* ISTRUZIONE DATA A
Raccogli e copia tutte le righe che contengono la parola "woman", tenendo conto di maiuscole e minuscole.

In base ad una rigorosa interpretazione della disposizione
codicistica l’obbligo di fedeltà – pur nelle differenti ipotesi formalmente
previste dalla norma – atterrebbe comunque al divieto per il lavoratore di
svolgere attività concorrenziale con il proprio datore di lavoro e ciò di per
sé o anche attraverso la divulgazione (non di ogni notizia di pertinenza
dell’azienda, bensì solo) di quelle notizie “attinenti all’organizzazione e ai
metodi di produzione dell’impresa”.
Peraltro, in relazione al prevalente orientamento
giurisprudenziale, l’obbligo di fedeltà è venuto ad assumere un contenuto più
ampio di quello desumibile dal testo della norma essendo stato ricollegato ai
principi di correttezza e buona fede di cui agli artt. 1175 e 1375 cod. civ. (cfr. ex plurimis, Cass.
n. 4952/1998).
In questo senso l’art. 2105 cod. civ., è stato fatto
rientrare nell’ambito delle cd. “norme elastiche” [e di quelle (ad esse connesse ma con le stesse non
confondibili) rientranti nella nozione di “clausola generale”], cioè delle
norme il cui contenuto, appunto, elastico richiede giudizi di valore in sede
applicativa, in quanto la gran parte delle espressioni giuridiche contenute in
norme di legge sono dotate di una certa genericità la quale necessita,
inevitabilmente, di un’opera di specificazione da parte del giudice che è
chiamato a darvi applicazione.

[Righe di origine]

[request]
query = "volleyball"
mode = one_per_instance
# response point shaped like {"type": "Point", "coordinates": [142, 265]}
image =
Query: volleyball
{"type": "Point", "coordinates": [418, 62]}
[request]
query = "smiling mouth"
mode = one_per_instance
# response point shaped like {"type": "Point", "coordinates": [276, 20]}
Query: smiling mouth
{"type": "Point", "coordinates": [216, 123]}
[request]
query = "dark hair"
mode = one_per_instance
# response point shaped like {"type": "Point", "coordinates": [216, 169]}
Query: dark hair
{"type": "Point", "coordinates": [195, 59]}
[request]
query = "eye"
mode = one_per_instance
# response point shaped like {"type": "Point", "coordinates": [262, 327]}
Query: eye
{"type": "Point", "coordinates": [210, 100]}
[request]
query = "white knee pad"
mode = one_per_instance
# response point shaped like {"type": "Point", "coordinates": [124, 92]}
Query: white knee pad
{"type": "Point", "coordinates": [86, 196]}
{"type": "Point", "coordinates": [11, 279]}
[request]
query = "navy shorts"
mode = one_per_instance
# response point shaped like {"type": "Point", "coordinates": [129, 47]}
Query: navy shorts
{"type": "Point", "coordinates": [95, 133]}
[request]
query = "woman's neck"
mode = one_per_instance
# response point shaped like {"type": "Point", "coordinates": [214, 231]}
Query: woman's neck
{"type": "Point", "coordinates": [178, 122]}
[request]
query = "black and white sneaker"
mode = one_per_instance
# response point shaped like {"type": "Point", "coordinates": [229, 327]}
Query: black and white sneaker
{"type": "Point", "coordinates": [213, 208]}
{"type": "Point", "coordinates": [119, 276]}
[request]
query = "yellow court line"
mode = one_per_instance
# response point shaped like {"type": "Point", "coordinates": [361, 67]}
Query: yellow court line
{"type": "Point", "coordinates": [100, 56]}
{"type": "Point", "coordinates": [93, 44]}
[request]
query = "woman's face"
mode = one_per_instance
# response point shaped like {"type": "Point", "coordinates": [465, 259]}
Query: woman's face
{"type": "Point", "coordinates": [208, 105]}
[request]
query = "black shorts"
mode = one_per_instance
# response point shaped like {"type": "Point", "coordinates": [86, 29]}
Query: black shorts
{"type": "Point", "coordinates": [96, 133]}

==

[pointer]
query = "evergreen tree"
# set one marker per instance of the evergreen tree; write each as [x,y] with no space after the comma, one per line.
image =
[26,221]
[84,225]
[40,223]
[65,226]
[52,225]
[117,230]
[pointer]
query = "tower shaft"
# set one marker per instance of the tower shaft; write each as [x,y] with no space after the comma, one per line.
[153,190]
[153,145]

* ISTRUZIONE DATA B
Riproponi per intero il brano sull'obbligo di fedeltà del lavoratore, senza alcuna modifica.

* RISPOSTA FINALE A
query = "woman's neck"
Query: woman's neck
query = "woman's face"
Query: woman's face

* RISPOSTA FINALE B
In base ad una rigorosa interpretazione della disposizione
codicistica l’obbligo di fedeltà – pur nelle differenti ipotesi formalmente
previste dalla norma – atterrebbe comunque al divieto per il lavoratore di
svolgere attività concorrenziale con il proprio datore di lavoro e ciò di per
sé o anche attraverso la divulgazione (non di ogni notizia di pertinenza
dell’azienda, bensì solo) di quelle notizie “attinenti all’organizzazione e ai
metodi di produzione dell’impresa”.
Peraltro, in relazione al prevalente orientamento
giurisprudenziale, l’obbligo di fedeltà è venuto ad assumere un contenuto più
ampio di quello desumibile dal testo della norma essendo stato ricollegato ai
principi di correttezza e buona fede di cui agli artt. 1175 e 1375 cod. civ. (cfr. ex plurimis, Cass.
n. 4952/1998).
In questo senso l’art. 2105 cod. civ., è stato fatto
rientrare nell’ambito delle cd. “norme elastiche” [e di quelle (ad esse connesse ma con le stesse non
confondibili) rientranti nella nozione di “clausola generale”], cioè delle
norme il cui contenuto, appunto, elastico richiede giudizi di valore in sede
applicativa, in quanto la gran parte delle espressioni giuridiche contenute in
norme di legge sono dotate di una certa genericità la quale necessita,
inevitabilmente, di un’opera di specificazione da parte del giudice che è
chiamato a darvi applicazione.